=== PROVIDED TEXT ===

Elastic open-sourced Atlas, a system built on Elasticsearch that maintains three categories of memory for agents. Atlas integrates with agents via MCP and maintains per-user isolation of memories. When evaluated on question-answering capability, it scored 0.89 Recall@10.
Atlas is a solution to the problem of identifying the proper context data to add to an agent's LLM prompt when dealing with users that have a long history of interacting with the agent. the entire interaction history isn't a scalable solution, according to Elastic:
The standard workaround is to stuff prior context into the context window. That breaks down on cost, on latency, and on the well-documented "lost in the middle" effect, where models ignore facts placed far from the prompt's edges. A 1M-token context window is a scratchpad. It is not a memory system...What is missing is long-term memory: a persistent store that survives session end, scales to years of interaction, and lets you retrieve facts by content, by time, and by user.
The key concept in Atlas is that there are three types of memory identified by cognitive science: episodic, which captures "what happened;" semantic, "what's true;" and procedural, "what works." Atlas maintains separate Elasticsearch indices for each type of memory, since each type has its own rules and lifecycle.
Memories are created by storing each user input as an episodic memory event. These mostly decay out of memory, although some "become evidence for durable facts." This is done by asking an LLM to consolidate them. The LLM will identify new facts or semantic memories and store each as a short sentence, along with supporting episodic memories as evidence, as well as any previous facts that the new fact supersedes.
Consolidation also updates procedural memory in two ways. First, by creating new "playbooks," which are a series of steps to solve a problem. It also updates success and failure counters for existing playbooks. These counts can bias the retrieval results to boost playbooks that are more successful.
Agents access memories via a single hybrid query across all these indices that uses Reciprocal Rank Fusion (RRF) over BM25 lexical search plus Jina v5 semantic search; the merged results are re-ranked using a cross-encoder reranker. Document-level security (DLS) ensures that queries only search memory documents belonging to that user.
In a discussion about Atlas on Hacker News, some users wondered if using Elasticsearch as the storage was "overkill," and suggested other vector-capable databases such as SQLite. Another user replied:
"Any other vector DB" starts to fall apart once you need stuff like scripted scoring... Then it starts to be a question of, "do you need [Approximate Nearest Neighbor] for performance?"...And granted, brute-force is performant for far more vectors than most people give it credit for, but it definitely hits a wall well below 1 million if you want it to have webpage-type latency. Maintaining Elasticsearch isn't free, but picking an underpowered db and having to port to the right one is also quite time consuming.
The Atlas source code is available on GitHub.

=== INPUT DATA ===

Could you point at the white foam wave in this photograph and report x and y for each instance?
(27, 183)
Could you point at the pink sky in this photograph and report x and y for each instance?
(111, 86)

===

REQUIREMENT 1 – Recast the paragraph in the Atlas article that begins "Agents access memories via" as a short bulleted list, keeping its main facts.
REQUIREMENT 2 – List every type of memory that Atlas maintains according to the Atlas article, along with the phrase that describes each one.

RESPONSE AREA 1 –
- Agents reach memories through one hybrid query across all the indices.
- The query merges BM25 lexical search and Jina v5 semantic search with Reciprocal Rank Fusion (RRF).
- A cross-encoder reranker re-ranks the merged results.
- Document-level security (DLS) limits each query to memory documents belonging to that user.

RESPONSE AREA 2 –
- Episodic: "what happened"
- Semantic: "what's true"
- Procedural: "what works"